═════ AVAILABLE RECORDS

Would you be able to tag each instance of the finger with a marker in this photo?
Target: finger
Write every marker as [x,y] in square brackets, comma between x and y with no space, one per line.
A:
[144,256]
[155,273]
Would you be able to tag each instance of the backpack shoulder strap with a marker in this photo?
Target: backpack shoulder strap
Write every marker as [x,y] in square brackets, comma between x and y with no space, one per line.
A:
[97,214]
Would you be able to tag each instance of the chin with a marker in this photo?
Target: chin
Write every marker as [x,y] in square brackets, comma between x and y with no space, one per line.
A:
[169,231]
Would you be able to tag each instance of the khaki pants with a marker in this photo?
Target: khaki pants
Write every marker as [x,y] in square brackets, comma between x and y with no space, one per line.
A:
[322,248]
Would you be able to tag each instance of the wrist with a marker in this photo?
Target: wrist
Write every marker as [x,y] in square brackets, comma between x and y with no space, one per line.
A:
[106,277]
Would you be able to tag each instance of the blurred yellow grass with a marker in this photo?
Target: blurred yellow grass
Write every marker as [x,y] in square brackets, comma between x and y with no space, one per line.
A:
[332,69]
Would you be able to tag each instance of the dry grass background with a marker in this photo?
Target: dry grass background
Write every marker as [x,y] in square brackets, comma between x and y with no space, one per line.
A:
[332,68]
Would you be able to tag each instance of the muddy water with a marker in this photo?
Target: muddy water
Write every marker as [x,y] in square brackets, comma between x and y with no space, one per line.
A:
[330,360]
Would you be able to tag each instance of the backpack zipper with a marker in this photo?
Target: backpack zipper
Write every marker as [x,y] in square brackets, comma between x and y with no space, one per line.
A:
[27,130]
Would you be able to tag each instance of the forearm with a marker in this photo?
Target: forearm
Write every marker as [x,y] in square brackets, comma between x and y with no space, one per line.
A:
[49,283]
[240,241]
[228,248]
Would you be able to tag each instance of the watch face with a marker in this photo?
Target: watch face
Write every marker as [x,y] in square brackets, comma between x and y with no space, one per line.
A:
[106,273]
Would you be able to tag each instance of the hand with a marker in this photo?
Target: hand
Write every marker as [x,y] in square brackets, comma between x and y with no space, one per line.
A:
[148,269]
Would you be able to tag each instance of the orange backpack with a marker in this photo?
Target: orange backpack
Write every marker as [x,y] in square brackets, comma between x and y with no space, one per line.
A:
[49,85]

══════════

** TASK INSTRUCTIONS **
Copy word for word everything from the line containing "zipper with a marker in this photo?" down to the end of the data, including both of those end lines.

** WRITTEN SOLUTION **
Would you be able to tag each instance of the backpack zipper with a marker in this photo?
Target: backpack zipper
Write every marker as [x,y] in square brackets, comma between x and y with no space, one per line.
A:
[27,130]
Would you be able to tag each instance of the forearm with a marker in this photo?
Target: forearm
Write every marker as [x,y] in square brackets, comma between x and y with no space, one per line.
A:
[49,283]
[240,241]
[228,248]
Would you be able to tag each instance of the watch face with a marker in this photo?
Target: watch face
Write every marker as [x,y] in square brackets, comma between x and y with no space, one per line.
A:
[106,273]
Would you be able to tag each instance of the hand with a marker in this photo?
Target: hand
Write every marker as [x,y] in square brackets, comma between x and y with no space, one per line.
A:
[148,269]
Would you be able to tag each instance of the orange backpack with a marker in this photo?
Target: orange backpack
Write every marker as [x,y] in square brackets, comma between x and y with no space, one per line.
A:
[49,85]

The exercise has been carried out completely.